### Document segment
========
The surgery is conducted under general anesthesia, and the technique used depends on the surface layers of the skin.
If the skin surface layers are supple, ample, and of good quality, a simple breast prosthesis will suffice to restore a sufficient bust line.
If on the other hand, the skin is less elastic and over-stretched, a skin graft may be recommended for which three possible techniques exist:
- graft a strip of skin and muscle from the back
- graft a strip of skin and muscle from the stomach
- distend the ribcage skin using a newer and simpler tissue culture expansion technique, preferred if no contraindications.
When the grafted skin is obtained by the first technique, a second operation to restore the breast volume by inserting an implant is conducted.
If necessary, the volume and shape of the other breast is made symmetrical.
The areola and nipple will also be reconstructed using various techniques.
What kind of bandage is used?
A bra-shaped compression garment is created.
This contoured bandage is worn the first day.
Depending on the case and according to the surgery and skin type, a subsequent support type will be recommended.
How long is the hospital stay?
The hospital stay is generally three days long.
What are the predictable post-surgical effects?
Generally, there is little pain, and analgesics are prescribed systematically.
The sutures are usually absorbable and the swelling diminishes within two to three weeks.
Some precautions are advised, such as avoiding physical exertion or athletic activities for two weeks.
What are the possible complications of a breast reconstruction treatment?
As with all surgical procedures, breast reconstruction can have general complications such as bruising, infections, or those related to anesthesia.
Other complications, specific to this surgical procedure related, especially skin quality, may arise.
If the skin is supple and has not been subjected to any particular treatment, the complications are usually extremely rare.
On the other hand, if the skin is over-stretched, especially if it has been treated by radiotherapy, scarring problems such as infection, or skin necrosis may occur.
If the complications are relatively insignificant, they can be treated by normal care.
========
### Given entries
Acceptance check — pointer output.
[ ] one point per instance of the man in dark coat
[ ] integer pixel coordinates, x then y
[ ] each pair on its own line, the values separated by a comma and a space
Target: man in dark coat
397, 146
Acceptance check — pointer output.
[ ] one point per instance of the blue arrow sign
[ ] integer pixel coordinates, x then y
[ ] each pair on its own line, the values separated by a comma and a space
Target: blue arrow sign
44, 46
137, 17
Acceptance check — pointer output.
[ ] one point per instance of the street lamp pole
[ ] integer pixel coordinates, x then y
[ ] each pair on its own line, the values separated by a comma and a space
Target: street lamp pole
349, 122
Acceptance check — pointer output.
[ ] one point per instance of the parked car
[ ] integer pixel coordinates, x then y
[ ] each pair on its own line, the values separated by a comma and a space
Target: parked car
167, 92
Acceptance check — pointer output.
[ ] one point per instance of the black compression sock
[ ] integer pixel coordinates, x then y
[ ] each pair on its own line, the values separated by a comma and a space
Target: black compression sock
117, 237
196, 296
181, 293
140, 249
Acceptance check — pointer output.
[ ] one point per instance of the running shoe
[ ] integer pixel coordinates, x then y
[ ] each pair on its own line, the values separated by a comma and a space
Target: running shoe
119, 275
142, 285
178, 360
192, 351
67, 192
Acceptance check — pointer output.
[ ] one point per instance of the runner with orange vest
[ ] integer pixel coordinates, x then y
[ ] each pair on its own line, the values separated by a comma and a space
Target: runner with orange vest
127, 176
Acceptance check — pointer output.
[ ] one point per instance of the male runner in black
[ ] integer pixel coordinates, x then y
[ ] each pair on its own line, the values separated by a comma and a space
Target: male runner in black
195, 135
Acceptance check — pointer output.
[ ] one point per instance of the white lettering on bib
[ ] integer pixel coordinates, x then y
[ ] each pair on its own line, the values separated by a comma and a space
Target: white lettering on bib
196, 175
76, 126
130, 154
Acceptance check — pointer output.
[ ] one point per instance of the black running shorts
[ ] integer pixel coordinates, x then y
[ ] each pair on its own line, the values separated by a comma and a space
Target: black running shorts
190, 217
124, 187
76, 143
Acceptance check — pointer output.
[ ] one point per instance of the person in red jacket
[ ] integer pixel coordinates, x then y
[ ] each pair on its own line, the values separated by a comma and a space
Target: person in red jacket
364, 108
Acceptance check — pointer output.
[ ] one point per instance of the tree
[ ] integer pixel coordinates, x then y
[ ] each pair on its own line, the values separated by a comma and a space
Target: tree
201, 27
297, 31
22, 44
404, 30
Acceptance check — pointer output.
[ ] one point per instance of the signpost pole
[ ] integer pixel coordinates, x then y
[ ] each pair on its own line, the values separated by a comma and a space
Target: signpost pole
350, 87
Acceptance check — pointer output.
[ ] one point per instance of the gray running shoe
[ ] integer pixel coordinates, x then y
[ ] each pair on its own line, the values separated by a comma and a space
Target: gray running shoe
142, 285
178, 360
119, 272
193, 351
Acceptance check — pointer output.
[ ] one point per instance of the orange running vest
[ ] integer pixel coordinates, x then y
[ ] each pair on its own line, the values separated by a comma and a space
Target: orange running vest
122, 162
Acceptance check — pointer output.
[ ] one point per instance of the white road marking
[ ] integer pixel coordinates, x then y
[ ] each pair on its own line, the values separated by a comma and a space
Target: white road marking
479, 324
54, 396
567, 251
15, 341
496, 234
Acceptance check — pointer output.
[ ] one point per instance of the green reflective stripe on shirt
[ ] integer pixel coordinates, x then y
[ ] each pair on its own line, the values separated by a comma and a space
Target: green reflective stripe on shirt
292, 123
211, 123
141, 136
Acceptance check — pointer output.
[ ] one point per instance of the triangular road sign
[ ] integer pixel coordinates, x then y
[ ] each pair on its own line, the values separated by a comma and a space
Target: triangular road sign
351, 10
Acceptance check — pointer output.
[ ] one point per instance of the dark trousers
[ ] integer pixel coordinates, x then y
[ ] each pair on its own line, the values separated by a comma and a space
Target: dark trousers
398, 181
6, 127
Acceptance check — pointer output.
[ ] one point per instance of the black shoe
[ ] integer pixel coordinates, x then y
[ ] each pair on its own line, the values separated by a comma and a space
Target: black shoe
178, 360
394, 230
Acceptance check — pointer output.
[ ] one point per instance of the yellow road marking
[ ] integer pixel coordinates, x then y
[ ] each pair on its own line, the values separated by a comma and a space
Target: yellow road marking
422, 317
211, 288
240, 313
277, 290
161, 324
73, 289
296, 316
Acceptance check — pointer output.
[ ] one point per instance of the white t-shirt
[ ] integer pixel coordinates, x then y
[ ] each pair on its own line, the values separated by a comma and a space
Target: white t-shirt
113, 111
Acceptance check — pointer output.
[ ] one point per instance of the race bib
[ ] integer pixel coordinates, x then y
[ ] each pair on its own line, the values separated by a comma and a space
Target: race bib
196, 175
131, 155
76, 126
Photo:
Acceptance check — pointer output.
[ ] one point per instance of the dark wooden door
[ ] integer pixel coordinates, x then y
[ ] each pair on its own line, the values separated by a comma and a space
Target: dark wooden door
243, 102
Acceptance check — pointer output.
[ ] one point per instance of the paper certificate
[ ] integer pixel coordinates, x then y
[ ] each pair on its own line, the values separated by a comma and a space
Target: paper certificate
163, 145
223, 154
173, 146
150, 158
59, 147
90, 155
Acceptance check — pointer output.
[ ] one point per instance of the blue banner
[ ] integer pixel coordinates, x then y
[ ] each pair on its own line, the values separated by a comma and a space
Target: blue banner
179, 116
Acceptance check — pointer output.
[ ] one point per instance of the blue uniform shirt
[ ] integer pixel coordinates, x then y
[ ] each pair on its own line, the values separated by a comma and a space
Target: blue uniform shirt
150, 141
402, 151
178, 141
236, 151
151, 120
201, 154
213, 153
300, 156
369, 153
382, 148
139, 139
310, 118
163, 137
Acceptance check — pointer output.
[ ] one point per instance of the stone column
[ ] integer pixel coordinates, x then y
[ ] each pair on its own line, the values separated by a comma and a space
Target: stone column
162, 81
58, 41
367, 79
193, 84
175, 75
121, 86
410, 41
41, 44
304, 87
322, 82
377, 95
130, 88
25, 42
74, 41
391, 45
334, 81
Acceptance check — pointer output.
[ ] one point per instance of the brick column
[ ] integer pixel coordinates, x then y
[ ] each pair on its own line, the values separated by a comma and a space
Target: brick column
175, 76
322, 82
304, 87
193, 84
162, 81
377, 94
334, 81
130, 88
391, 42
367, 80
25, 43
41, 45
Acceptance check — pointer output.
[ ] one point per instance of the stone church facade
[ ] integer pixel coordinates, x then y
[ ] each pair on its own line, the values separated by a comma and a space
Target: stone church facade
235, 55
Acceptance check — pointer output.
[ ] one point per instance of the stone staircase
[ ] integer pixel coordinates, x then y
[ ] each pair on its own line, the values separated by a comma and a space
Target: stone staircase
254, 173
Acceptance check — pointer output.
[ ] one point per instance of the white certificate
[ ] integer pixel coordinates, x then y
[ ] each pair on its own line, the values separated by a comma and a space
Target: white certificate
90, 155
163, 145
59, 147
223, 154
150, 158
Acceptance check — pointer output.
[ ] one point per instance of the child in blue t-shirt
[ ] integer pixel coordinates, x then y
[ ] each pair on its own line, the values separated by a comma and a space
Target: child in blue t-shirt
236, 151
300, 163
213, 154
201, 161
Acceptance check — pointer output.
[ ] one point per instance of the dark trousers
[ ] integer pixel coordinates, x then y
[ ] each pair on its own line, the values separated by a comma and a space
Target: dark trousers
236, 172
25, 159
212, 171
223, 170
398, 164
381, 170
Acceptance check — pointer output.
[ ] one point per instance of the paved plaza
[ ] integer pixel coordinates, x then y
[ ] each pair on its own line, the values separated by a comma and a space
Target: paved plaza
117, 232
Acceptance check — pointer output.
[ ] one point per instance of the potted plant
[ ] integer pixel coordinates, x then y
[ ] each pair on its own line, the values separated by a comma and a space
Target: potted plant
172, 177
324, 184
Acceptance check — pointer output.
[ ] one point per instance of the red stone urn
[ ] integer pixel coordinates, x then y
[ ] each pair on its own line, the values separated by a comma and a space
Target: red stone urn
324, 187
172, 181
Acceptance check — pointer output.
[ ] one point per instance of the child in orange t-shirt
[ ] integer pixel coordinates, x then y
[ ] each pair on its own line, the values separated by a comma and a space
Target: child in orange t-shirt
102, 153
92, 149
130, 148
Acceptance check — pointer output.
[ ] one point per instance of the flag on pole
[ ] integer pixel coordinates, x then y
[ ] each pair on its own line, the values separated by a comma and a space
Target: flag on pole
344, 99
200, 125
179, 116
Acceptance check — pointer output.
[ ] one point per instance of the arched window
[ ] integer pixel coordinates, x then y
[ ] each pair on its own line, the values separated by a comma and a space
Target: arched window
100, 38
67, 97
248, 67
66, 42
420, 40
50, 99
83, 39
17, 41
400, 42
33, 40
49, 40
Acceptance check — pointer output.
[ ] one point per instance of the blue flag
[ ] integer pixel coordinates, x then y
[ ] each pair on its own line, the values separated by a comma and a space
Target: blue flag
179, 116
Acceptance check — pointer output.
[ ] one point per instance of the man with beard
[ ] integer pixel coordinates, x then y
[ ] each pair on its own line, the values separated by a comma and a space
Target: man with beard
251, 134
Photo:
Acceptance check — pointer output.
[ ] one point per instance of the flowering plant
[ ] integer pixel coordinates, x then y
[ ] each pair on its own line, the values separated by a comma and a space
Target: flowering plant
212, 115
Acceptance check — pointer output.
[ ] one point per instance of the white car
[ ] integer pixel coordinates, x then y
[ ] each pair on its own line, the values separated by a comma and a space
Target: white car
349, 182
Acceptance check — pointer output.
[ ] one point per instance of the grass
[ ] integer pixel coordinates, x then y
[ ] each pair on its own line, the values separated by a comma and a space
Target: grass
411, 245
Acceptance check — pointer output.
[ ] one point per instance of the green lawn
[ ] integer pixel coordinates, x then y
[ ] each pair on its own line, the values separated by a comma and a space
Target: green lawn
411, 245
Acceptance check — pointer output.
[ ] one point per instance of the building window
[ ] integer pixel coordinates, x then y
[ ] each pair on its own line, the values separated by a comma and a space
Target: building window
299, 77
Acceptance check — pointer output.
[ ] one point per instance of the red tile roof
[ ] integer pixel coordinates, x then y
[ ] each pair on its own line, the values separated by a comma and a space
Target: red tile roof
========
### Check your understanding
1. Summarize the breast reconstruction text in two sentences.
2. Write out the part of the breast reconstruction text between "The areola and" and "for two weeks.", inclusive.

### Responses in order
1. Breast reconstruction is done under general anesthesia, with a simple prosthesis when the skin is supple, ample and of good quality, or a skin graft by one of three techniques when the skin is less elastic and over-stretched. A bra-shaped compression garment is worn the first day and the hospital stay is generally three days; besides general complications, skin-related problems such as infection or skin necrosis are extremely rare with supple untreated skin but may occur with over-stretched skin, especially after radiotherapy.

2.
The areola and nipple will also be reconstructed using various techniques.
What kind of bandage is used?
A bra-shaped compression garment is created.
This contoured bandage is worn the first day.
Depending on the case and according to the surgery and skin type, a subsequent support type will be recommended.
How long is the hospital stay?
The hospital stay is generally three days long.
What are the predictable post-surgical effects?
Generally, there is little pain, and analgesics are prescribed systematically.
The sutures are usually absorbable and the swelling diminishes within two to three weeks.
Some precautions are advised, such as avoiding physical exertion or athletic activities for two weeks.